■ **The problem**:
Every line from the one containing "white shirt in the photo above." through the last line below should be reproduced exactly; please include nothing else.
___ Records provided
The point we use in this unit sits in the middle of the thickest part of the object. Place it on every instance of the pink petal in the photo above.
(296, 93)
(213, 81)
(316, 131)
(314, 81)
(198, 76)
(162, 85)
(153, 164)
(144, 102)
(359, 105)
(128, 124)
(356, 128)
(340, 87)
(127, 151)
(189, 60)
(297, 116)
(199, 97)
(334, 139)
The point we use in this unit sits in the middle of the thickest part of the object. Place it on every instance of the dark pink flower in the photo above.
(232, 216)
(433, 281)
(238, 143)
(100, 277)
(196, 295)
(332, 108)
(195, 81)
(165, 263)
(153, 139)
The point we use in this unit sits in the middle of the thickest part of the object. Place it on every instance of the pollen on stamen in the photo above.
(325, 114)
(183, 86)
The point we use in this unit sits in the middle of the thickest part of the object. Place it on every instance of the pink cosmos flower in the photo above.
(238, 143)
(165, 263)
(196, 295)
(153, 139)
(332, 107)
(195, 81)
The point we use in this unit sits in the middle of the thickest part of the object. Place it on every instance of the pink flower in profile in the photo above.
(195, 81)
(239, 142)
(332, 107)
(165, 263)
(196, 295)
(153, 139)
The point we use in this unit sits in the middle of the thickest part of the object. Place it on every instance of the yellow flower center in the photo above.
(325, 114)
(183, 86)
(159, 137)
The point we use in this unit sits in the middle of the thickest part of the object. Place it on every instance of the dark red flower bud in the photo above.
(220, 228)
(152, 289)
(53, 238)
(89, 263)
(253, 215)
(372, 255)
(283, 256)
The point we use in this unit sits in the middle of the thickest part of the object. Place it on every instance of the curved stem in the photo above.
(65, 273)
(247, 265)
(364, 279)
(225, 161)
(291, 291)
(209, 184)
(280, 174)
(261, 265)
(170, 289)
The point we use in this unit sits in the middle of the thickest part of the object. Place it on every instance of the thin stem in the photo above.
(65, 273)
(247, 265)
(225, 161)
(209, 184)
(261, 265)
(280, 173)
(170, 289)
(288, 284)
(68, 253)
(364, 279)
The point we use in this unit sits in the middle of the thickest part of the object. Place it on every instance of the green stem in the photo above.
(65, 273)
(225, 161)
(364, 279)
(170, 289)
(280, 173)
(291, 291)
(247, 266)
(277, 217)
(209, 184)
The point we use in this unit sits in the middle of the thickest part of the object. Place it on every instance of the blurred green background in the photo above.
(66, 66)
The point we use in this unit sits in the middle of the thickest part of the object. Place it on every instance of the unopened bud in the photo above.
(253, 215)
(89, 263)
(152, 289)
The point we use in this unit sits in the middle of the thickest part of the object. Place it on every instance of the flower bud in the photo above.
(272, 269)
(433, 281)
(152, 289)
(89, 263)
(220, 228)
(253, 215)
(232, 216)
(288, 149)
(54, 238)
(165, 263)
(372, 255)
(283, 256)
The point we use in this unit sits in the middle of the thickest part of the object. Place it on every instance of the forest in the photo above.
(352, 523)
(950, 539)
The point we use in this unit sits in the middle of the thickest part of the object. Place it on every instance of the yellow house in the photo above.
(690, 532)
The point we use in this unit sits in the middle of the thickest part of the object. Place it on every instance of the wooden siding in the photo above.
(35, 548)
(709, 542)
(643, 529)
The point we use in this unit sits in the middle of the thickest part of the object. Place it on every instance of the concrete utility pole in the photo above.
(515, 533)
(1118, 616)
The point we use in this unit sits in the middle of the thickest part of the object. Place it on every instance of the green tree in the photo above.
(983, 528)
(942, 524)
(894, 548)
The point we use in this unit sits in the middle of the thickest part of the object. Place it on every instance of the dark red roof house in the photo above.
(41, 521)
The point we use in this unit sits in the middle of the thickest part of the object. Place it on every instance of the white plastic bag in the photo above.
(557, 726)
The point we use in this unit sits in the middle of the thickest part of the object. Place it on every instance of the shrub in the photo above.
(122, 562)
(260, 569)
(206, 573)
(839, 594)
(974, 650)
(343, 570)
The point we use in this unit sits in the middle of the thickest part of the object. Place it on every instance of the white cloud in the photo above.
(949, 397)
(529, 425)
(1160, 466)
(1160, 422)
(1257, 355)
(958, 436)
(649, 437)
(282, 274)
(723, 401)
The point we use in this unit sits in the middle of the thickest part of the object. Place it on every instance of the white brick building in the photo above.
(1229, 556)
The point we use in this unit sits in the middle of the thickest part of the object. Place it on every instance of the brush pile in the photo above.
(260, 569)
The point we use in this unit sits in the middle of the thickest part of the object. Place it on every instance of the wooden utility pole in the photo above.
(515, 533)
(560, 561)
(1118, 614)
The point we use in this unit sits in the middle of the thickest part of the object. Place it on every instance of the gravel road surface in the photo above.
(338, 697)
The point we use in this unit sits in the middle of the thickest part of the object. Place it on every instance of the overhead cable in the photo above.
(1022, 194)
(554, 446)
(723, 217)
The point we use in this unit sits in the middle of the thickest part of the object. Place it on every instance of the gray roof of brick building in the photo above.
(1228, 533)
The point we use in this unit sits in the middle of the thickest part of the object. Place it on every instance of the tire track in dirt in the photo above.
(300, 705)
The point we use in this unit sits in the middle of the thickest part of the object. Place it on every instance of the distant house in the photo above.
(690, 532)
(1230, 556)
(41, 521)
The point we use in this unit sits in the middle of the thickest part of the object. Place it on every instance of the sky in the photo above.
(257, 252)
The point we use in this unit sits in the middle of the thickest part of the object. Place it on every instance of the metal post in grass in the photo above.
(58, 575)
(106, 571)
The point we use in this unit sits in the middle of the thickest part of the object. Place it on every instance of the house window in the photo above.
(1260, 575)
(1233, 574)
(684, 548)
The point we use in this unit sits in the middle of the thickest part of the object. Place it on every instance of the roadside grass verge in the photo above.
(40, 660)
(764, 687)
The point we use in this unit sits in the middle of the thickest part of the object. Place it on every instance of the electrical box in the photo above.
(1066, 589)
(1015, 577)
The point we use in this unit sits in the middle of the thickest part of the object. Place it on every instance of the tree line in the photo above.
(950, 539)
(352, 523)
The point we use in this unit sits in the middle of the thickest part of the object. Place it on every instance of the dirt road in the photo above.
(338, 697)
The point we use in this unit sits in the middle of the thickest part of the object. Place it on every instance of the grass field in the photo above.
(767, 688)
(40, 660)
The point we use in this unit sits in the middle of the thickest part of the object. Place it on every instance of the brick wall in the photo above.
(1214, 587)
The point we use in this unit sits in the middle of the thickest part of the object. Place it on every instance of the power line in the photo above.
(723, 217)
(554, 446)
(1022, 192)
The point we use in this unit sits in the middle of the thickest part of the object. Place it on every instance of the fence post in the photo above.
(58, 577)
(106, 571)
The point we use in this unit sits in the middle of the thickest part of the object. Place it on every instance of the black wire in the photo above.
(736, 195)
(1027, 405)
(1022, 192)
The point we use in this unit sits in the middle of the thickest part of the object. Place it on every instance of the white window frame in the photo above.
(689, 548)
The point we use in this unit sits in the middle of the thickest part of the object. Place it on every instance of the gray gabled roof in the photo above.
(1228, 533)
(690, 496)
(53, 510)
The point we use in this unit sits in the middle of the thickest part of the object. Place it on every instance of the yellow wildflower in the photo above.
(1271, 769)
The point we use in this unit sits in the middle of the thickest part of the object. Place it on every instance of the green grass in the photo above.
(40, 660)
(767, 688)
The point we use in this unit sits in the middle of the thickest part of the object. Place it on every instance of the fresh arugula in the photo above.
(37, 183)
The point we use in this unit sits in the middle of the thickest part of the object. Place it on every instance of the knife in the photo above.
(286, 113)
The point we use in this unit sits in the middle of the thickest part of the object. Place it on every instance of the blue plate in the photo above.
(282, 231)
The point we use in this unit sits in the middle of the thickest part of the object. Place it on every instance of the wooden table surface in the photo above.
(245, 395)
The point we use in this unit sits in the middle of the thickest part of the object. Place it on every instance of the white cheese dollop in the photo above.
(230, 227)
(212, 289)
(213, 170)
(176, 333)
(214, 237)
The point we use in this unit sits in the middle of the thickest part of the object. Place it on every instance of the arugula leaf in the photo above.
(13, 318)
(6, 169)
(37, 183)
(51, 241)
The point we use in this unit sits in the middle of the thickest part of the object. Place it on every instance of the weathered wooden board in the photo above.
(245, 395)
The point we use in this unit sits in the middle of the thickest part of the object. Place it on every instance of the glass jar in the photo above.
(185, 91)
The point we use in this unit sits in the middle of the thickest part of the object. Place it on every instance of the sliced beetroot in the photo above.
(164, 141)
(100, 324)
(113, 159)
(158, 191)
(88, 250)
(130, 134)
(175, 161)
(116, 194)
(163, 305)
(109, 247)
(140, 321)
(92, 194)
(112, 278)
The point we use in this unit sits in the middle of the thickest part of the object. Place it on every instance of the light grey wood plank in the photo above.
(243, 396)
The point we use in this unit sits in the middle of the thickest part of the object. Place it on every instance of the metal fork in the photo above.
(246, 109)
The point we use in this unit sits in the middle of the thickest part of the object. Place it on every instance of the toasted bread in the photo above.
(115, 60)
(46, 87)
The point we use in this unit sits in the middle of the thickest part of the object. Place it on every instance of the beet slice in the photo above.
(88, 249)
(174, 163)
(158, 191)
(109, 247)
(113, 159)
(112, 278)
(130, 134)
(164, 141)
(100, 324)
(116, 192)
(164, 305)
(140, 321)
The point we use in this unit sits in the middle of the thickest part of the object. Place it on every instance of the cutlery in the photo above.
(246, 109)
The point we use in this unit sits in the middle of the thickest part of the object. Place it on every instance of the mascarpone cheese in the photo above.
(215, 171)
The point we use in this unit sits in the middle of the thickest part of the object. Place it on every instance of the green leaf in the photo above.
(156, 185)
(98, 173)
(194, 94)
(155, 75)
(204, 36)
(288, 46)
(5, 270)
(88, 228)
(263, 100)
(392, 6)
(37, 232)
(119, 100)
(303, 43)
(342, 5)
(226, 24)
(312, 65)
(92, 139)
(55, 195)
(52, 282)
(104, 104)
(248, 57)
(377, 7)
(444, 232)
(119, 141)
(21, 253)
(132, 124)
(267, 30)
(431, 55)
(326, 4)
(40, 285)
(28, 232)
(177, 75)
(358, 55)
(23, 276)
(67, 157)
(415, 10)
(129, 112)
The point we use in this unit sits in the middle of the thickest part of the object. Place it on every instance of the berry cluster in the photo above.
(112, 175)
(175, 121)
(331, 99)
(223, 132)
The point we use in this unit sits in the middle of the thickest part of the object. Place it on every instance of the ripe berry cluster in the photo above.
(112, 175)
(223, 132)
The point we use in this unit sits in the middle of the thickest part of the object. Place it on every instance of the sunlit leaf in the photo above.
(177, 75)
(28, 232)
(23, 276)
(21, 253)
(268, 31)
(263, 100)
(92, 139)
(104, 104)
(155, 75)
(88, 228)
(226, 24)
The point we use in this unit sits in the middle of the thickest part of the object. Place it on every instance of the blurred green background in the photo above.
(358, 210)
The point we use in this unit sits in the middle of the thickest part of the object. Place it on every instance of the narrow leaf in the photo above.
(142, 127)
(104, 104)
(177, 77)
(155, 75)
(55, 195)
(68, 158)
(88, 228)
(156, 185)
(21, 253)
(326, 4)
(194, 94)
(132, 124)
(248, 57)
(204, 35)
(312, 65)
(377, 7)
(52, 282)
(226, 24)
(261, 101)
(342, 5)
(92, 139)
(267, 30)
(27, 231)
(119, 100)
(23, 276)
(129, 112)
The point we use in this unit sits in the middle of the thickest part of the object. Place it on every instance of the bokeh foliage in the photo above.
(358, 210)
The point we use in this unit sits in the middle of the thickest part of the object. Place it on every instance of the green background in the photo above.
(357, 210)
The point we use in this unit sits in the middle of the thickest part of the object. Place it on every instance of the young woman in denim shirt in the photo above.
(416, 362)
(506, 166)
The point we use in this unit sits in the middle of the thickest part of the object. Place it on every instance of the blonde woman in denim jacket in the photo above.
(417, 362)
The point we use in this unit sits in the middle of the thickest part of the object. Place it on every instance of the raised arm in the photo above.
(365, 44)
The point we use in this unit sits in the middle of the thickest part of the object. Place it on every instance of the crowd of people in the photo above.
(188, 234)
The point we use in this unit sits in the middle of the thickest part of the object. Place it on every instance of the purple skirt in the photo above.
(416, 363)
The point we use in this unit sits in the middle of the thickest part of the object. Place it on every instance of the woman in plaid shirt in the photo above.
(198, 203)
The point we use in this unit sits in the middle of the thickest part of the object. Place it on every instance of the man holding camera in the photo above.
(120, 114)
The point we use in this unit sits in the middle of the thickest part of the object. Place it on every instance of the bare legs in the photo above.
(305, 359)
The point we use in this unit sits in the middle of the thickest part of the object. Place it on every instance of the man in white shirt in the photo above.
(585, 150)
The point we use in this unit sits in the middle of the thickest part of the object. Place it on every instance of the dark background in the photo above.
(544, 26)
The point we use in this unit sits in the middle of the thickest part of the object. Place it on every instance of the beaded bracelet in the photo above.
______
■ **Output**:
The point we use in this unit sits in the middle of the thickest part of the object. Place it on every instance of the man in white shirt in the photo above.
(585, 150)
The point we use in this unit sits in the middle of the thickest part of the object. Place it on every instance of the dark background in the photo above.
(544, 26)
The point we use in this unit sits in the middle of the thickest part of the object. Place it on every instance of the beaded bracelet in the photo above.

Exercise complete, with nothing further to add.